Problem description:
Make an exact copy of the records, omitting all images.

(Stored data entries)
--------

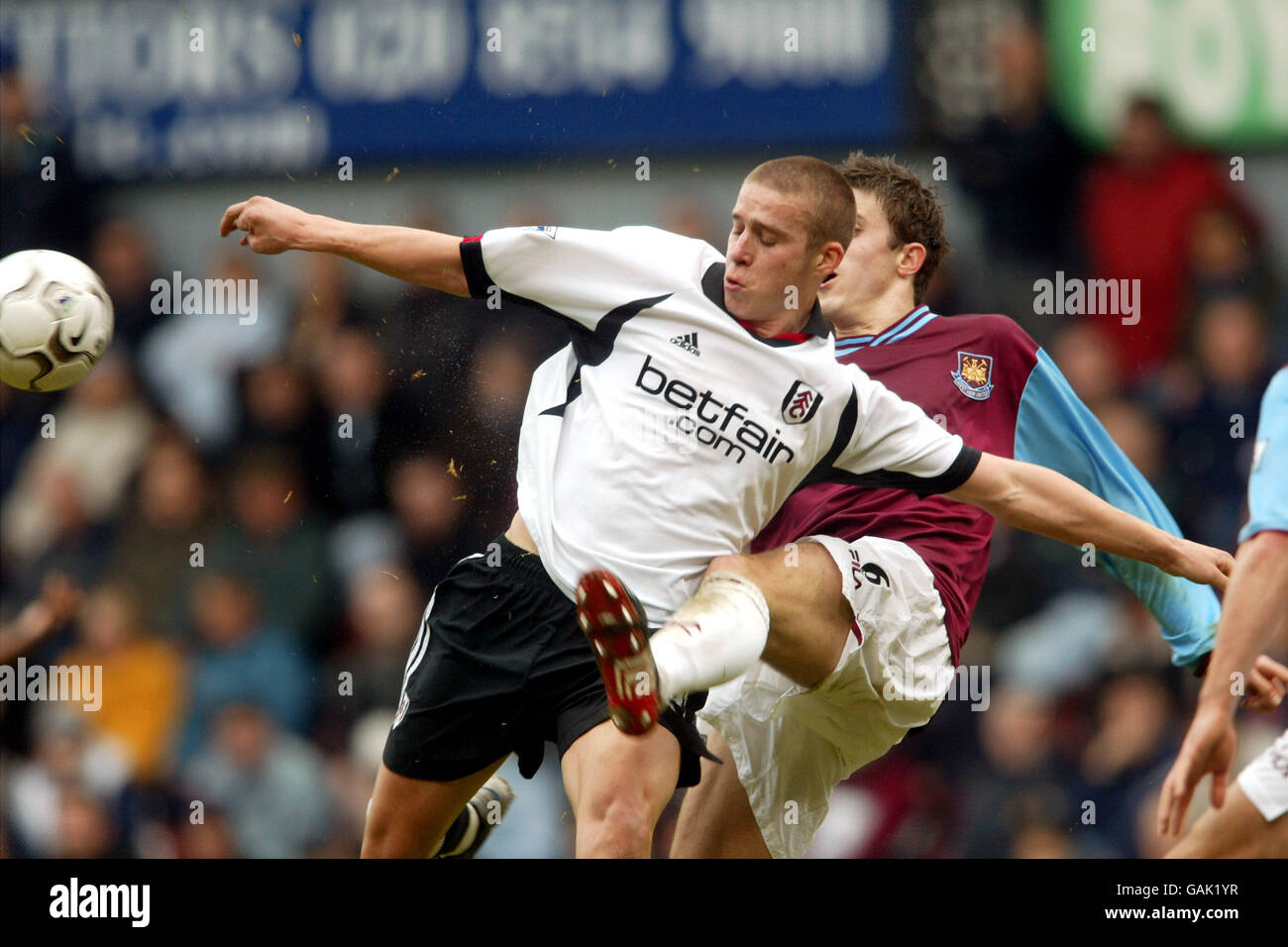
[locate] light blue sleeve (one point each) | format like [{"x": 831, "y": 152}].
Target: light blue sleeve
[
  {"x": 1055, "y": 429},
  {"x": 1267, "y": 483}
]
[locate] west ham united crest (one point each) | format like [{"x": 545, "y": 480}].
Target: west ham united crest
[
  {"x": 800, "y": 403},
  {"x": 974, "y": 375}
]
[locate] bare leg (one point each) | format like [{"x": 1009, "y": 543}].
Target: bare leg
[
  {"x": 1236, "y": 830},
  {"x": 408, "y": 817},
  {"x": 715, "y": 817},
  {"x": 809, "y": 617},
  {"x": 618, "y": 787}
]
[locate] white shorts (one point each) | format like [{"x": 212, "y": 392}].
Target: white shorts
[
  {"x": 1265, "y": 780},
  {"x": 794, "y": 745}
]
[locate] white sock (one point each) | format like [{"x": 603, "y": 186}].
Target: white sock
[{"x": 712, "y": 638}]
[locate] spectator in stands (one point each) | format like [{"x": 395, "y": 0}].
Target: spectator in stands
[
  {"x": 163, "y": 539},
  {"x": 270, "y": 785},
  {"x": 67, "y": 758},
  {"x": 384, "y": 605},
  {"x": 243, "y": 659},
  {"x": 142, "y": 674},
  {"x": 1021, "y": 165},
  {"x": 73, "y": 480},
  {"x": 125, "y": 262},
  {"x": 1019, "y": 780},
  {"x": 428, "y": 493},
  {"x": 1138, "y": 210},
  {"x": 1210, "y": 403},
  {"x": 277, "y": 541},
  {"x": 191, "y": 359}
]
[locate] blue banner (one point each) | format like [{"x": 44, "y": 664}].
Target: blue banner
[{"x": 147, "y": 88}]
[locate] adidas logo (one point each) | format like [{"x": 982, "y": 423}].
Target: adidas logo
[{"x": 690, "y": 343}]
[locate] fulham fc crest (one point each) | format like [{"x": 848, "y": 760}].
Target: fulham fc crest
[
  {"x": 800, "y": 403},
  {"x": 974, "y": 375}
]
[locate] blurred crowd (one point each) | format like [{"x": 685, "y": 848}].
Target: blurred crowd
[{"x": 259, "y": 513}]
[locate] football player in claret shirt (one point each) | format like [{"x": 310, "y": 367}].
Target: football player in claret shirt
[
  {"x": 874, "y": 629},
  {"x": 697, "y": 394},
  {"x": 1249, "y": 821}
]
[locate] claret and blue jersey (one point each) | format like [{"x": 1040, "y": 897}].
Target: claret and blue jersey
[
  {"x": 983, "y": 377},
  {"x": 1267, "y": 483}
]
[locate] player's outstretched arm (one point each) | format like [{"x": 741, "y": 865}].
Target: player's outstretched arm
[
  {"x": 1031, "y": 497},
  {"x": 420, "y": 257},
  {"x": 1253, "y": 612}
]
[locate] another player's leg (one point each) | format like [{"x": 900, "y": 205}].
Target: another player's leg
[
  {"x": 1253, "y": 822},
  {"x": 1236, "y": 830},
  {"x": 483, "y": 813},
  {"x": 789, "y": 745},
  {"x": 407, "y": 818},
  {"x": 786, "y": 603},
  {"x": 618, "y": 787},
  {"x": 715, "y": 818}
]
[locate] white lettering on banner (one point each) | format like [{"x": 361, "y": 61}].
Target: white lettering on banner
[
  {"x": 137, "y": 56},
  {"x": 743, "y": 39},
  {"x": 553, "y": 47},
  {"x": 386, "y": 52}
]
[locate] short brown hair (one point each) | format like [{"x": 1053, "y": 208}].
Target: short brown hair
[
  {"x": 828, "y": 200},
  {"x": 911, "y": 208}
]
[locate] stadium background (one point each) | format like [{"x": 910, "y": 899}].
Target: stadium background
[{"x": 262, "y": 682}]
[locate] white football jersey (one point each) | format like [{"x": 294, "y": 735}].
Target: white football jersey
[{"x": 666, "y": 433}]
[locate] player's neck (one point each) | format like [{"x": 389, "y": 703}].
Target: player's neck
[
  {"x": 787, "y": 321},
  {"x": 874, "y": 317}
]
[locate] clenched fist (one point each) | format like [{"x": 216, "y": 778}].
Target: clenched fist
[{"x": 270, "y": 226}]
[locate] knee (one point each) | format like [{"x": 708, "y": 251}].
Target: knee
[
  {"x": 739, "y": 565},
  {"x": 619, "y": 828}
]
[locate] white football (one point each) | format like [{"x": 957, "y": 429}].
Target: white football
[{"x": 55, "y": 320}]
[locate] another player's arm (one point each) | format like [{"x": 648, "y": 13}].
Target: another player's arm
[
  {"x": 1256, "y": 607},
  {"x": 406, "y": 253},
  {"x": 1031, "y": 497},
  {"x": 1056, "y": 431}
]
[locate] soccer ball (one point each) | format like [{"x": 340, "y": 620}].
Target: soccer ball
[{"x": 55, "y": 320}]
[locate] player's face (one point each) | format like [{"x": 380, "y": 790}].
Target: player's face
[
  {"x": 767, "y": 254},
  {"x": 868, "y": 268}
]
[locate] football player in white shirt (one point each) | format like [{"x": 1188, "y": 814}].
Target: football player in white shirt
[{"x": 697, "y": 394}]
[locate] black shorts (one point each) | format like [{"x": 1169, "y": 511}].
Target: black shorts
[{"x": 500, "y": 667}]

--------

Completed exercise:
[locate] light blue sleeve (one point each) | format like [{"x": 831, "y": 152}].
Target: light blue sleeve
[
  {"x": 1055, "y": 429},
  {"x": 1267, "y": 483}
]
[locate] west ham united crest (one point each) | format like [{"x": 545, "y": 480}].
Target: west ham united crest
[
  {"x": 800, "y": 403},
  {"x": 974, "y": 375}
]
[locate] bare leg (one point each) | format like [{"x": 1009, "y": 543}].
Target: bare leg
[
  {"x": 1236, "y": 830},
  {"x": 408, "y": 817},
  {"x": 715, "y": 817},
  {"x": 809, "y": 617},
  {"x": 618, "y": 787}
]
[locate] white shorts (one point each) | format like [{"x": 212, "y": 392}].
Target: white shorts
[
  {"x": 1265, "y": 780},
  {"x": 794, "y": 745}
]
[locate] white sock (one point each) | format like [{"x": 603, "y": 186}].
Target: white sock
[{"x": 712, "y": 638}]
[locate] spectator in stands (one point each) | format like [{"x": 395, "y": 0}].
Target: spectator in stands
[
  {"x": 163, "y": 539},
  {"x": 270, "y": 785},
  {"x": 67, "y": 758},
  {"x": 384, "y": 605},
  {"x": 243, "y": 659},
  {"x": 142, "y": 674},
  {"x": 1021, "y": 165},
  {"x": 73, "y": 480},
  {"x": 125, "y": 262},
  {"x": 1019, "y": 780},
  {"x": 428, "y": 493},
  {"x": 1138, "y": 210},
  {"x": 1210, "y": 403},
  {"x": 277, "y": 541},
  {"x": 191, "y": 359}
]
[locate] blue banner (one point each) | format like [{"x": 44, "y": 664}].
Target: blue banner
[{"x": 147, "y": 88}]
[locate] adidas logo (one point each) | format like [{"x": 982, "y": 423}].
Target: adidas logo
[{"x": 690, "y": 343}]
[locate] fulham fc crest (one point each) | format like [{"x": 848, "y": 760}].
Target: fulham fc crest
[
  {"x": 800, "y": 403},
  {"x": 974, "y": 375}
]
[locate] blurred crowd (one point each) | format like [{"x": 685, "y": 848}].
Target: blurred crowd
[{"x": 259, "y": 513}]
[locate] football player in claret shirt (one point each) | format like [{"x": 310, "y": 367}].
Target: football player in claret shirt
[
  {"x": 874, "y": 629},
  {"x": 697, "y": 394},
  {"x": 1249, "y": 821}
]
[locate] claret and blue jersey (one point each) | format like [{"x": 1040, "y": 897}].
Target: claret and blue jersey
[
  {"x": 983, "y": 377},
  {"x": 1267, "y": 483}
]
[locate] player's outstretched arm (one point each) | format like [{"x": 741, "y": 865}].
Target: player's outstretched arm
[
  {"x": 1031, "y": 497},
  {"x": 420, "y": 257},
  {"x": 1253, "y": 612}
]
[locate] another player's leg (one point each) | format like [{"x": 900, "y": 205}].
Target: another player's leg
[
  {"x": 1253, "y": 822},
  {"x": 1236, "y": 830},
  {"x": 483, "y": 813},
  {"x": 789, "y": 745},
  {"x": 407, "y": 818},
  {"x": 786, "y": 603},
  {"x": 618, "y": 787},
  {"x": 715, "y": 818}
]
[locate] white lettering on banner (one point each) | format like [{"x": 361, "y": 61}].
Target: white lettering on banner
[
  {"x": 137, "y": 56},
  {"x": 743, "y": 39},
  {"x": 553, "y": 47},
  {"x": 386, "y": 52}
]
[locate] short brown hair (one point each) | format like [{"x": 1053, "y": 208}].
Target: short brown hair
[
  {"x": 828, "y": 200},
  {"x": 911, "y": 208}
]
[locate] stadium background (one point each) | format like [{"x": 910, "y": 899}].
Target: stadium background
[{"x": 262, "y": 682}]
[locate] white football jersey (one point each) | format like [{"x": 294, "y": 735}].
Target: white football jersey
[{"x": 666, "y": 433}]
[locate] player's neck (one point each) | format like [{"x": 389, "y": 703}].
Target: player's neck
[
  {"x": 787, "y": 321},
  {"x": 874, "y": 317}
]
[locate] clenched fist (one point each) | format like [{"x": 216, "y": 778}].
Target: clenched fist
[{"x": 270, "y": 226}]
[locate] knee (one point each) | format like [{"x": 708, "y": 251}].
Target: knee
[
  {"x": 739, "y": 565},
  {"x": 619, "y": 828}
]
[locate] white football (one point each) | format like [{"x": 957, "y": 429}].
Target: white football
[{"x": 55, "y": 320}]
[locate] another player's arm (one point each) | format like [{"x": 648, "y": 13}].
Target: another player's arm
[
  {"x": 1256, "y": 607},
  {"x": 406, "y": 253},
  {"x": 1031, "y": 497},
  {"x": 1056, "y": 431}
]
[locate] soccer ball (one point each) | format like [{"x": 340, "y": 620}].
Target: soccer ball
[{"x": 55, "y": 320}]
[locate] player's face (one point each) | format like [{"x": 380, "y": 790}].
Target: player's face
[
  {"x": 767, "y": 254},
  {"x": 868, "y": 268}
]
[locate] football player in white shirt (one point each) | format like [{"x": 1188, "y": 814}].
Target: football player in white shirt
[{"x": 697, "y": 394}]
[locate] black shorts (one point each) | format like [{"x": 1169, "y": 511}].
Target: black shorts
[{"x": 500, "y": 667}]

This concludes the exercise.